Goal of the exercise: Render every item below as a two-column CSV with the header item_text,answer and one row per item. Put each field in double quotes, replace line breaks with spaces, and leave out the pictures.

----

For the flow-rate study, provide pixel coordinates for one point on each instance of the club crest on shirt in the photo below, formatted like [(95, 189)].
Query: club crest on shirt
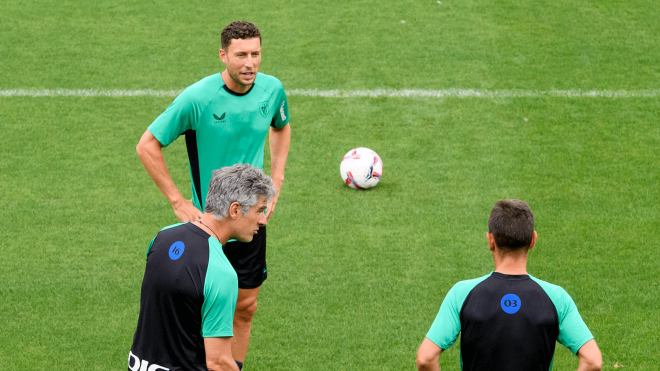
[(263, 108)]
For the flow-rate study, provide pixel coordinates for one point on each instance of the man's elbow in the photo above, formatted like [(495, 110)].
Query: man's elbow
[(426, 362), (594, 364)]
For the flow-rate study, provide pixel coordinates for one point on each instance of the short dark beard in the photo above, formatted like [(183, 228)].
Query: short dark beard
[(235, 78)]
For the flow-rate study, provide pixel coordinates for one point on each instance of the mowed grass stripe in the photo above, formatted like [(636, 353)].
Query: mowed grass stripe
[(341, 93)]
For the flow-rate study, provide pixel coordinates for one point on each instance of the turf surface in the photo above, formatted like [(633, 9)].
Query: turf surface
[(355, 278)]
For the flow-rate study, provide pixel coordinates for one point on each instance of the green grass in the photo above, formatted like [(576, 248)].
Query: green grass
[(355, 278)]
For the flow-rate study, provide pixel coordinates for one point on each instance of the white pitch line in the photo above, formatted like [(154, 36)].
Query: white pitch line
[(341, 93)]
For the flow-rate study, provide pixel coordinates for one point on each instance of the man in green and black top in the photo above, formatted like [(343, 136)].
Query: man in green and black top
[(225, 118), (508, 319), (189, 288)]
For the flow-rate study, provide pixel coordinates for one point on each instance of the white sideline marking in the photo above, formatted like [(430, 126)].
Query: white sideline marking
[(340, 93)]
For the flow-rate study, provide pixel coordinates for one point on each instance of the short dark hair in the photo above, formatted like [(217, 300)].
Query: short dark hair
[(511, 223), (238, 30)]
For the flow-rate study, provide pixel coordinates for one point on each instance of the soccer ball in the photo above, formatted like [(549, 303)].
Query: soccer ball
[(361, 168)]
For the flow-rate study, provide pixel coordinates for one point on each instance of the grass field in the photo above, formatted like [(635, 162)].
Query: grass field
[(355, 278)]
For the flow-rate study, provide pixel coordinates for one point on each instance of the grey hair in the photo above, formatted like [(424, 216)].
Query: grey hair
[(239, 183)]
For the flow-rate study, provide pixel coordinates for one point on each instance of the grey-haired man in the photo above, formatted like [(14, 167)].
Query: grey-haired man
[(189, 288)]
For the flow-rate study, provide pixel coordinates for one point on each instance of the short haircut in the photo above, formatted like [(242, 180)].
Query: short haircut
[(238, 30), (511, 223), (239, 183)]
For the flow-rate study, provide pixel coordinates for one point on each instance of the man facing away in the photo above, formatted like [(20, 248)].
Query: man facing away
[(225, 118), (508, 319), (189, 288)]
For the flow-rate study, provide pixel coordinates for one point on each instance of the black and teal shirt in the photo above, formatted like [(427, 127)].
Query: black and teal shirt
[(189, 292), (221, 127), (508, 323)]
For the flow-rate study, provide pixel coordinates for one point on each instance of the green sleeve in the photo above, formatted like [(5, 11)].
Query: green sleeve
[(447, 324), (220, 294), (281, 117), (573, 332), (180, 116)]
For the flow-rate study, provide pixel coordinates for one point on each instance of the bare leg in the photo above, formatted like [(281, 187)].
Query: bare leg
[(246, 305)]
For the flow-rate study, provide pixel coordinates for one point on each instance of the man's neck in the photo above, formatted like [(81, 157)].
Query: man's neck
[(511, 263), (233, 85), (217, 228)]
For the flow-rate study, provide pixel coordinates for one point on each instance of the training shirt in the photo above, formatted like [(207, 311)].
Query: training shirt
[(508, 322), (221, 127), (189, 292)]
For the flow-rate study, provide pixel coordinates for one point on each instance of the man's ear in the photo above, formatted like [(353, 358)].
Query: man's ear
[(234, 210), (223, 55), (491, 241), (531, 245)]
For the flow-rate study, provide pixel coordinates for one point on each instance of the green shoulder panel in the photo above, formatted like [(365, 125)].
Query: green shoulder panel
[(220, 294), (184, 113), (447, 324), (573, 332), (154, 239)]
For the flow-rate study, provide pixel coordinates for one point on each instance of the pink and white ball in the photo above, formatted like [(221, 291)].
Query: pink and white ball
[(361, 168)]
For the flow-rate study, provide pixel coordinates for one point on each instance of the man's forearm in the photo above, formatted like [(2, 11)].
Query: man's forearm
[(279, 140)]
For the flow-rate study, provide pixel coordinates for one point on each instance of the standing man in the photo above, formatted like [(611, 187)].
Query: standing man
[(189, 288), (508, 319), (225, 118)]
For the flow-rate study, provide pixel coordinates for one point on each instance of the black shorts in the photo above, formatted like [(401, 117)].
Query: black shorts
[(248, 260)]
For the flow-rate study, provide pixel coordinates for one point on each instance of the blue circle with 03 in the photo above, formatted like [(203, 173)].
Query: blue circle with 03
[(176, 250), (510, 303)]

----

Task response:
item_text,answer
"For the flow-rate study, provide pixel coordinates for one point on each instance of the club crest on shirt in the photo below, formatted like [(95, 189)]. Query: club crest on shirt","[(263, 108)]"
"For the flow-rate study, provide pixel coordinates for one point on each instance of the man's elbow in the photo above, formatted like [(495, 110)]. Query: man's elbow","[(426, 362), (594, 364)]"
"For the flow-rate study, provide pixel coordinates for one point on each instance of the short dark beard in the photo above, formatted like [(183, 228)]. Query: short dark beard","[(235, 78)]"
"For the flow-rate study, provide pixel coordinates for one point on each instance of the mowed grass stripe in the photo above, formatted like [(636, 353)]. Query: mowed grass stripe","[(341, 93)]"
"For the flow-rate study, provide pixel coordinates for one point on each instance of the turf surface in the photo above, formatted like [(633, 9)]. Query: turf surface","[(355, 278)]"
"For the flow-rate study, provide pixel coordinates for one point on each instance of the green grass in the photo above, formatted like [(576, 248)]. Query: green grass","[(355, 278)]"
"For the flow-rate study, provide pixel coordinates for one point on each instance of the white pitch line in the photo above, formatted like [(154, 36)]. Query: white pitch line","[(341, 93)]"
"For the flow-rate study, provide pixel coordinates for one point on each instance of the man in green and black top in the photo above, formatted like [(343, 136)]. Query: man in green and black top","[(225, 118), (508, 319), (189, 288)]"
"For the flow-rate study, provide pixel coordinates for one point on each instance of the white sideline marking in the photo above, formatted like [(430, 126)]. Query: white sideline marking","[(340, 93)]"
"For the flow-rate study, provide pixel coordinates for one point on each instance of the short dark hair in the photo above, formatted like [(217, 300)]. Query: short dark hair","[(511, 223), (238, 30)]"
"For the flow-rate study, provide pixel coordinates for one point on each instance of the soccer ball in the photo above, formatted like [(549, 303)]. Query: soccer ball","[(361, 168)]"
"For the flow-rate study, provide pixel coordinates for one point on each instance of the grass field in the photo above, formatted like [(635, 162)]. Query: grass field","[(355, 278)]"
"For the flow-rate study, provide pixel coordinates for one point on each instance of the grey hair in the photo above, formatted like [(424, 216)]. Query: grey hair","[(239, 183)]"
"For the flow-rate study, provide pixel coordinates for one point on each instance of the grey-haired man in the photo above, formatted like [(14, 167)]. Query: grey-haired man","[(189, 288)]"
"For the flow-rate study, provide pixel coordinates for one point on each instance of the short haircut in the photo above, formatted like [(242, 180)]. Query: short haircut","[(238, 30), (511, 223), (239, 183)]"
"For the flow-rate study, provide pixel coordinates for one point on each instance of the man facing away in the photo above, formatted like [(20, 248)]. Query: man facing away","[(225, 118), (508, 319), (189, 288)]"
"For the flow-rate study, provide pixel coordinates for one point on each instance of the black and teal shirt in the photo above, formatted like [(427, 127)]. Query: black and teal shirt","[(189, 292), (221, 127), (508, 323)]"
"For the flow-rate study, provide pixel coordinates for one point on each instance of the green sleeve in the photo above, formatted like [(5, 11)]. Query: green sleeve","[(447, 324), (220, 294), (281, 117), (573, 332), (180, 116)]"
"For the flow-rate study, provide pixel coordinates for one point on each instance of the bare leg in the photo above, formatted like [(281, 187)]. Query: bare leg","[(246, 305)]"
"For the flow-rate study, provide pixel coordinates for one point on each instance of the man's neck in the photo above, formatted like [(81, 157)]. Query: man's neck","[(511, 263), (233, 85), (217, 228)]"
"For the flow-rate study, provide pixel coordinates for one point on each instance of the training shirt in the photo above, formatted like [(207, 311)]. Query: training shirt","[(508, 322), (221, 127), (189, 292)]"
"For the flow-rate study, provide pixel coordinates for one point on each instance of the man's ear in the photo above, formatted like [(353, 358)]. Query: man's ear","[(234, 210), (223, 55), (491, 241), (531, 245)]"
"For the flow-rate study, provide pixel coordinates for one point on each instance of the green shoulder panel in the photo above, formatted like [(365, 125)]. Query: green shoulder panel","[(220, 294), (184, 113), (447, 324), (573, 332), (154, 239)]"
"For the flow-rate study, provide pixel coordinates for one point on each instance of the pink and white ball in the photo above, formatted like [(221, 291)]. Query: pink and white ball","[(361, 168)]"
"For the flow-rate study, provide pixel coordinates for one point on each instance of the man's forearm in the photo above, formatted like [(2, 11)]. Query: man's forearm","[(279, 140)]"
"For the flow-rate study, provide pixel coordinates for one point on each instance of the standing man in the photo above, formatted like [(611, 187)]. Query: standing man","[(189, 288), (508, 319), (225, 118)]"
"For the flow-rate study, provide pixel coordinates for one point on each instance of the black shorts in the photo above, formatted like [(401, 117)]. Query: black shorts","[(248, 260)]"
"For the flow-rate study, provide pixel coordinates for one point on each instance of the blue circle with 03 in the photo above, formatted like [(203, 173)]. Query: blue circle with 03","[(176, 250), (510, 303)]"